-- Start The data --

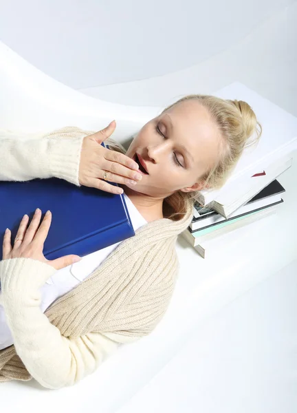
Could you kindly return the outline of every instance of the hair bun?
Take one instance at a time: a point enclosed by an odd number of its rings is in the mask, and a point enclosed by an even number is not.
[[[250,146],[258,140],[262,133],[262,127],[258,122],[256,114],[248,103],[244,100],[229,100],[239,111],[242,118],[243,135],[245,137],[245,146]],[[256,132],[254,139],[249,140],[252,135]]]

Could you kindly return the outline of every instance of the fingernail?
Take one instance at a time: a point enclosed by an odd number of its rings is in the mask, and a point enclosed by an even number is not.
[[[74,257],[72,262],[78,262],[80,260],[82,260],[81,257]]]

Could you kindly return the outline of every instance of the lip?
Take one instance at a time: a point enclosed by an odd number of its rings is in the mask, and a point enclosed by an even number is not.
[[[143,167],[144,168],[144,169],[146,171],[146,172],[149,175],[148,171],[147,169],[147,167],[146,167],[146,162],[144,162],[143,158],[141,156],[141,155],[140,155],[137,152],[136,152],[136,155],[138,156],[138,159],[140,160],[140,162],[141,163],[141,165],[143,166]]]

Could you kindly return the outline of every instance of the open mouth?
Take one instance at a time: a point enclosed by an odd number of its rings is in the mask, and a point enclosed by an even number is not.
[[[142,173],[144,173],[144,175],[148,175],[148,173],[144,169],[144,168],[143,167],[143,166],[141,165],[140,161],[138,159],[138,156],[137,153],[135,153],[134,155],[134,156],[133,157],[133,160],[135,160],[138,164],[139,170],[140,171],[140,172],[142,172]]]

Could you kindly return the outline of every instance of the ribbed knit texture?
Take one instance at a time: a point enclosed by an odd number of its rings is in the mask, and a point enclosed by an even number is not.
[[[91,133],[85,131],[85,136]],[[76,139],[81,134],[81,129],[72,127],[54,131],[45,138],[58,141],[65,137]],[[106,142],[113,150],[125,153],[123,147],[111,139]],[[177,235],[192,218],[192,202],[179,193],[167,198],[167,202],[173,211],[182,213],[179,220],[163,218],[140,228],[89,277],[47,309],[45,315],[63,336],[75,338],[101,332],[118,343],[124,343],[126,337],[142,337],[155,328],[174,291],[179,268]],[[0,262],[2,284],[6,273],[13,279],[9,271],[1,268],[8,261],[12,260]],[[30,282],[29,274],[25,278],[24,282]],[[0,382],[30,379],[14,346],[0,351]]]

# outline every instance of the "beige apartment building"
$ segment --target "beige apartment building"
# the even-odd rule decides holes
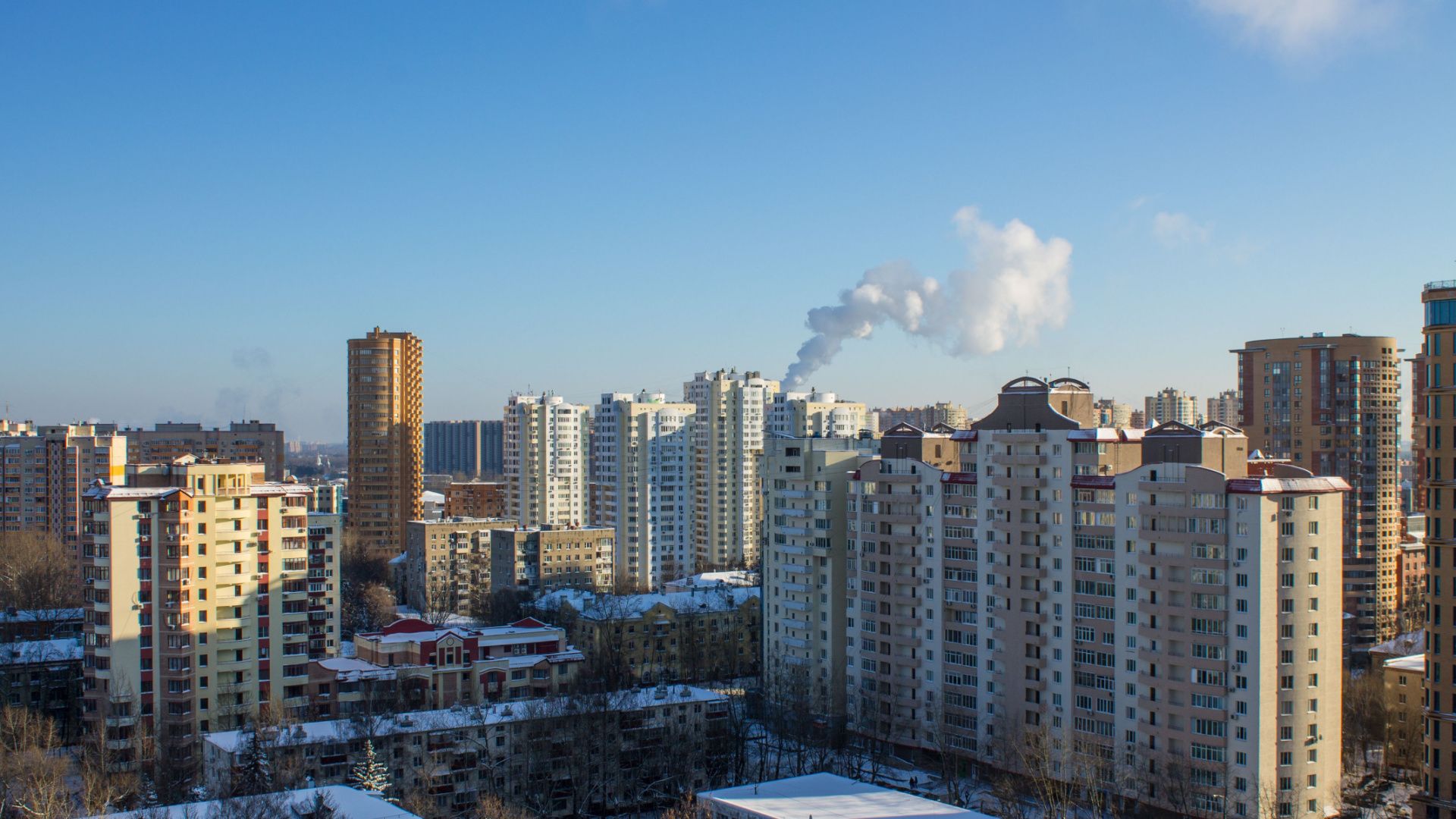
[[[188,455],[128,465],[84,495],[83,718],[185,756],[208,730],[307,705],[307,665],[338,651],[331,541],[310,548],[309,487],[261,463]]]
[[[269,481],[284,478],[284,440],[277,424],[233,421],[227,428],[160,423],[150,430],[124,428],[128,463],[170,463],[183,455],[199,461],[262,463]]]
[[[1431,281],[1421,290],[1424,307],[1418,396],[1420,426],[1414,436],[1424,452],[1417,472],[1417,494],[1425,506],[1428,599],[1425,606],[1424,723],[1425,755],[1421,793],[1411,802],[1411,816],[1456,819],[1456,675],[1449,657],[1456,650],[1456,616],[1446,618],[1447,592],[1456,593],[1456,281]]]
[[[559,395],[513,395],[505,402],[505,516],[523,526],[581,526],[590,520],[587,481],[591,411]]]
[[[779,382],[757,372],[702,372],[683,383],[695,407],[693,545],[695,570],[759,561],[763,497],[759,462],[769,405]]]
[[[467,614],[491,592],[491,530],[515,529],[504,517],[411,520],[405,536],[405,600],[416,612]]]
[[[874,414],[878,423],[877,430],[888,430],[898,424],[910,424],[922,430],[935,428],[936,424],[945,424],[957,430],[964,430],[970,426],[965,407],[951,404],[949,401],[938,401],[926,407],[888,407],[875,410]]]
[[[424,344],[374,328],[349,340],[349,504],[347,525],[374,554],[405,551],[405,525],[424,517]]]
[[[606,392],[591,436],[593,523],[616,532],[617,583],[657,589],[693,571],[693,404]]]
[[[39,529],[77,554],[82,493],[119,481],[127,439],[114,427],[0,420],[0,532]]]
[[[1249,446],[1354,493],[1345,506],[1345,611],[1363,650],[1395,635],[1401,548],[1401,357],[1395,338],[1342,334],[1249,341],[1239,357]]]
[[[555,589],[609,590],[616,583],[616,530],[540,526],[491,530],[491,584],[542,595]]]
[[[833,392],[780,392],[769,405],[769,434],[847,439],[869,431],[863,404],[840,401]]]
[[[1149,427],[1178,421],[1195,427],[1203,423],[1198,399],[1181,389],[1163,388],[1143,399],[1143,423]]]
[[[887,430],[850,485],[855,730],[1182,815],[1337,810],[1348,484],[1091,417],[1016,379],[954,459]]]
[[[812,713],[844,714],[849,481],[874,437],[769,436],[763,466],[763,689]]]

-- End The data --

Locate each line in the records above that contains the string "outline", and copy those lines in full.

Result
Could you kindly return the outline of every instance of the hair bun?
Could you kindly return the outline of every instance of the fingernail?
Could you kindly return the outline of every instance of the lip?
Could you kindly return the outline of every instance of the open mouth?
Could you kindly return the outline of every instance of the ribbed knit texture?
# outline every instance of the "beige apartment building"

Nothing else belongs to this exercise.